TASK TO CARRY OUT:
Lay out every line of the entries below as a Markdown table with two columns, "Row" and "Line", numbering the rows in order and omitting blank lines.
## BEGIN DATASET RECORDS
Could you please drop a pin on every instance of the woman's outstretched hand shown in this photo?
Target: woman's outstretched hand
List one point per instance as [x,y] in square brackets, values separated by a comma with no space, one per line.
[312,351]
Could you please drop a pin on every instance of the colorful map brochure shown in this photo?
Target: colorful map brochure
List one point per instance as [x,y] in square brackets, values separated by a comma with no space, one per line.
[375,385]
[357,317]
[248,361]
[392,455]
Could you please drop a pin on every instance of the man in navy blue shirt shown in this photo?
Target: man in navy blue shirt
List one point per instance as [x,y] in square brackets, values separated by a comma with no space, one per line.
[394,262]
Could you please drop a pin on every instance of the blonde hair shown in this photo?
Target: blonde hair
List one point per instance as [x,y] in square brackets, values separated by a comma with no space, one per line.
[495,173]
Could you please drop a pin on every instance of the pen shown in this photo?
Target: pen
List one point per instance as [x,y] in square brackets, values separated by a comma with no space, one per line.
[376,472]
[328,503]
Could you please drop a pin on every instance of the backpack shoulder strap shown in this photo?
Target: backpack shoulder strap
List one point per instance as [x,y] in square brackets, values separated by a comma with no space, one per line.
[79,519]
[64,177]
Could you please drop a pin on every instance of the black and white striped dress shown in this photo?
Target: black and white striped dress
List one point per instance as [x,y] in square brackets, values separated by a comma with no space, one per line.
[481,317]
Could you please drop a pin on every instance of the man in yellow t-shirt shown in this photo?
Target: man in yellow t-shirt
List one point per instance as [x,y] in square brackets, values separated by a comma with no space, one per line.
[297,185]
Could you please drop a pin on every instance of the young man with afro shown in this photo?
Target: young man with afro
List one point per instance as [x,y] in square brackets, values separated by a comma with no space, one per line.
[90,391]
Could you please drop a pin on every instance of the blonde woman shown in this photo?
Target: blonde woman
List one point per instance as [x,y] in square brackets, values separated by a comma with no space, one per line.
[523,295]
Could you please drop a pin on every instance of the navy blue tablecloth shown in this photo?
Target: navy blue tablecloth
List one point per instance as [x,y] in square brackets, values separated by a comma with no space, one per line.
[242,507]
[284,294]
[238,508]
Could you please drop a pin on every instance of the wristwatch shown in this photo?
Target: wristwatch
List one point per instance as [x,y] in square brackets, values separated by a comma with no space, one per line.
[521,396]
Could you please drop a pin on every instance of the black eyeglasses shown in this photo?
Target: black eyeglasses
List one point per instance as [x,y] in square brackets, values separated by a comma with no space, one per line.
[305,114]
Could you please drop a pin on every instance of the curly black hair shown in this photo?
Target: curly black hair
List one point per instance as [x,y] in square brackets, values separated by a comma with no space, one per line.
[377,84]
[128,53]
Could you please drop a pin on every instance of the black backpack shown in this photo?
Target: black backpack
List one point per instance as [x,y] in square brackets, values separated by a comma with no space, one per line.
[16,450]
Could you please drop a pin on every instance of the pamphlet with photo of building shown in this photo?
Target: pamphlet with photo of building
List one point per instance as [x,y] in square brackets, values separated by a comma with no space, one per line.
## END DATASET RECORDS
RESULT BELOW:
| Row | Line |
|---|---|
| 1 | Could you please drop a pin on every instance of the woman's outstretched hand shown in this photo? |
| 2 | Target: woman's outstretched hand |
| 3 | List one point per instance as [x,y] in square brackets, values separated by a comma with no space, one per line. |
| 4 | [312,351] |
| 5 | Could you please drop a pin on every instance of the colorful map brochure shown in this photo? |
| 6 | Target: colorful map brochure |
| 7 | List one point per instance as [x,y] in square brackets, values separated by a comma with no space, one per line. |
| 8 | [375,385] |
| 9 | [357,317] |
| 10 | [248,361] |
| 11 | [392,455] |
| 12 | Could you please drop a pin on every instance of the man in navy blue shirt shown in this photo? |
| 13 | Target: man in navy blue shirt |
| 14 | List one point per instance as [x,y] in square brackets, values separated by a comma with no space, one per line. |
| 15 | [394,262] |
| 16 | Could you please drop a pin on every instance of the blonde hair shown in this photo? |
| 17 | Target: blonde hair |
| 18 | List one point per instance as [x,y] in square brackets, values separated by a comma with no space, one per line. |
| 19 | [495,173] |
| 20 | Could you please drop a pin on every instance of the pen shown in this photo? |
| 21 | Target: pen |
| 22 | List one point per instance as [x,y] in square brackets, values separated by a comma with no space, one per line. |
| 23 | [376,472] |
| 24 | [328,503] |
| 25 | Could you please drop a pin on every instance of the backpack shoulder strap shown in this photo? |
| 26 | Target: backpack shoulder strap |
| 27 | List one point per instance as [x,y] in square brackets, values separated by a comma with no space, one per line. |
| 28 | [79,519] |
| 29 | [64,177] |
| 30 | Could you please drop a pin on every instance of the black and white striped dress shown in this photo? |
| 31 | Target: black and white striped dress |
| 32 | List one point per instance as [x,y] in square brackets, values separated by a comma with no space, one per line. |
| 33 | [481,317] |
| 34 | Could you please drop a pin on every instance of the man in yellow t-shirt shown in this photo? |
| 35 | Target: man in yellow t-shirt |
| 36 | List one point per instance as [x,y] in square brackets, values separated by a comma with no space, one per line. |
| 37 | [297,185] |
| 38 | Could you please drop a pin on every instance of the young man with afro shown in this photo? |
| 39 | Target: young man with afro |
| 40 | List one point per instance as [x,y] in square brackets, values separated by a comma with no space, one per line. |
| 41 | [90,391] |
| 42 | Could you please drop a pin on every instance of the blonde woman shown in this photo? |
| 43 | Target: blonde woman |
| 44 | List one point per instance as [x,y] in square brackets, values separated by a comma with no space, one per line. |
| 45 | [523,295] |
| 46 | Could you please drop a pin on every instance of the navy blue tablecloth shown in this photo? |
| 47 | Target: navy blue tablecloth |
| 48 | List one point per instance as [x,y] in square brackets, values separated by a comma with no space, one per line. |
| 49 | [242,507] |
| 50 | [284,294] |
| 51 | [238,508] |
| 52 | Could you please drop a pin on every instance of the wristwatch shown in this photo? |
| 53 | Target: wristwatch |
| 54 | List one point per instance as [x,y] in square brackets, values separated by a comma with no space, one per line. |
| 55 | [521,396] |
| 56 | Could you please drop a pin on every instance of the black eyeglasses shown in this photo? |
| 57 | Target: black eyeglasses |
| 58 | List one point per instance as [x,y] in square brackets, values separated by a comma with no space, one per line. |
| 59 | [305,114] |
| 60 | Could you please drop a pin on every instance of the curly black hair shown in this photo? |
| 61 | Target: curly black hair |
| 62 | List one point per instance as [x,y] in square brackets, values separated by a comma with no space, one per line. |
| 63 | [377,84] |
| 64 | [128,53] |
| 65 | Could you please drop a pin on every instance of the black backpack shown in this photo? |
| 66 | Target: black backpack |
| 67 | List one point per instance as [x,y] in square brackets, values separated by a comma with no space, one per line. |
| 68 | [16,450] |
| 69 | Could you please drop a pin on every instance of the pamphlet with photo of building shown in this photo? |
| 70 | Target: pamphlet with photo of building |
| 71 | List one point per instance as [x,y] in square brackets, values separated by a comma with no space, one per line. |